== Task brief ==
In the records below, find the line that contains "In the picture above, where can the group of soldier" and the line that contains "In the picture above, where can the standing". Set down exactly those lines and every line between them, and nothing more.

== Available data ==
···
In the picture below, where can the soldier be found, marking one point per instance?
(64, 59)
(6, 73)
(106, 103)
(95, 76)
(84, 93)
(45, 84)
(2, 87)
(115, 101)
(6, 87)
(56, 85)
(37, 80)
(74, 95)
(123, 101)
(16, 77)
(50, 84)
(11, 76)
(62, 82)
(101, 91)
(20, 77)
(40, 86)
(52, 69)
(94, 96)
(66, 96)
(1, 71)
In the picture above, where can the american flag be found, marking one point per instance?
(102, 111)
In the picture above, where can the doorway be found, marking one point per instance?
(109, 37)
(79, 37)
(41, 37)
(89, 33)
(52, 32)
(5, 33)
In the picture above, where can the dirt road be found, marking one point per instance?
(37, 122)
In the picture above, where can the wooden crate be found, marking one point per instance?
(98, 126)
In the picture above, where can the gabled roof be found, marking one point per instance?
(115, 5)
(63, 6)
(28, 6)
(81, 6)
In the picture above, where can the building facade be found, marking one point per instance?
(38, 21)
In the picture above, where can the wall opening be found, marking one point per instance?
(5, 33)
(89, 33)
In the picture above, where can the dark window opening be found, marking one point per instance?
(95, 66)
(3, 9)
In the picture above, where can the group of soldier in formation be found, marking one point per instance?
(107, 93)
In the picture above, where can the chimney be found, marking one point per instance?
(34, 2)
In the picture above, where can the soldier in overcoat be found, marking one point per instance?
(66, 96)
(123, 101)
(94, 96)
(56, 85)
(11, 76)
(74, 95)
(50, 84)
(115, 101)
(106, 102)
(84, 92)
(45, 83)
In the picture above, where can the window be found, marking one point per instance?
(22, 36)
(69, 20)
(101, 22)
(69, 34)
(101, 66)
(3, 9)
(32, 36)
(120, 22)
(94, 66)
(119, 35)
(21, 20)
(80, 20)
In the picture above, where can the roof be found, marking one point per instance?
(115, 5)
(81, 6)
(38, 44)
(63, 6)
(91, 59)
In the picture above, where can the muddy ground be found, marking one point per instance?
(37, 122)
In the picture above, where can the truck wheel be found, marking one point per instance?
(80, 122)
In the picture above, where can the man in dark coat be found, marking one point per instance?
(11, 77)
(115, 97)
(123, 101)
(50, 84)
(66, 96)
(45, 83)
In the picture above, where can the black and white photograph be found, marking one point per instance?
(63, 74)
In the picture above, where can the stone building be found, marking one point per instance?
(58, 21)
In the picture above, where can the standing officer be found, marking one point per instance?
···
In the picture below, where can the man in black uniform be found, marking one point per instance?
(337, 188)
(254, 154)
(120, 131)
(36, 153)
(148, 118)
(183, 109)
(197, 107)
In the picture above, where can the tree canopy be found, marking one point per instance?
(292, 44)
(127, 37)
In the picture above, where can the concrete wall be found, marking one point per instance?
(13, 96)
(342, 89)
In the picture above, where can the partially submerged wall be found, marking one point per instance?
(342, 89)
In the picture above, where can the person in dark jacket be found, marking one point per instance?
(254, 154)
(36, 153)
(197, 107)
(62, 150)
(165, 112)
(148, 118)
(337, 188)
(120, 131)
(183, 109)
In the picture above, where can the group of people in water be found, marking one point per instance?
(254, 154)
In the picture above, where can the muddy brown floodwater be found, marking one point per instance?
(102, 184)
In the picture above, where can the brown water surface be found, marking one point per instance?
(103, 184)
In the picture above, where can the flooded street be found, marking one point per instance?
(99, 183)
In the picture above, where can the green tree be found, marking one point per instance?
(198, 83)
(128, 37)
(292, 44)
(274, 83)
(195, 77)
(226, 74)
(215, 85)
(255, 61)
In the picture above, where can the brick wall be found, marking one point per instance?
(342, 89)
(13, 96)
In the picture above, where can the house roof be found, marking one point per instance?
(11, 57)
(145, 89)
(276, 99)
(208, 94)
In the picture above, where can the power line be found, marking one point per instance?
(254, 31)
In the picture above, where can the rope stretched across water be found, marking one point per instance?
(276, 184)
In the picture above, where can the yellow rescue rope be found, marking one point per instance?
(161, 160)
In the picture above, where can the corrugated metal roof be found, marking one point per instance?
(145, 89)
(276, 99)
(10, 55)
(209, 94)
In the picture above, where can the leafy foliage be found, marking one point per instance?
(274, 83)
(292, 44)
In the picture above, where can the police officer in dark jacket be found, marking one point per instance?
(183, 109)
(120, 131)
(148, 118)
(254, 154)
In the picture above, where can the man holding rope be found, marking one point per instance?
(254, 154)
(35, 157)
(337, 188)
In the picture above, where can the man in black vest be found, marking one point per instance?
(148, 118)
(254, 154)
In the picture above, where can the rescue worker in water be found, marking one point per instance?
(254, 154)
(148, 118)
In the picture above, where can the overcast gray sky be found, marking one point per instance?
···
== Solution for this problem ==
In the picture above, where can the group of soldier in formation be found, marking one point per instance?
(107, 93)
In the picture above, where can the chimney be found, marking one point per instance?
(34, 2)
In the picture above, where can the soldier in overcoat be found, marking one point per instance?
(66, 96)
(123, 101)
(94, 96)
(56, 85)
(11, 76)
(74, 95)
(50, 84)
(115, 101)
(106, 102)
(84, 92)
(45, 83)
In the picture above, where can the window be found, marking one point per instance?
(22, 36)
(69, 20)
(101, 22)
(69, 34)
(101, 66)
(3, 9)
(32, 36)
(120, 22)
(94, 66)
(119, 35)
(21, 20)
(80, 20)
In the picture above, where can the roof be found, marking one point per instance?
(115, 5)
(81, 6)
(38, 44)
(63, 6)
(91, 59)
In the picture above, where can the muddy ground be found, marking one point per instance?
(37, 122)
In the picture above, where can the truck wheel be found, marking one point per instance?
(80, 122)
In the picture above, where can the man in dark coat be found, marking one point per instance?
(11, 77)
(115, 97)
(123, 101)
(50, 84)
(66, 96)
(45, 83)
In the picture above, where can the black and white photograph be found, marking one point per instance?
(63, 74)
In the picture above, where can the stone building be found, marking one point per instance?
(58, 21)
In the picture above, where can the standing officer be found, marking one point per instance?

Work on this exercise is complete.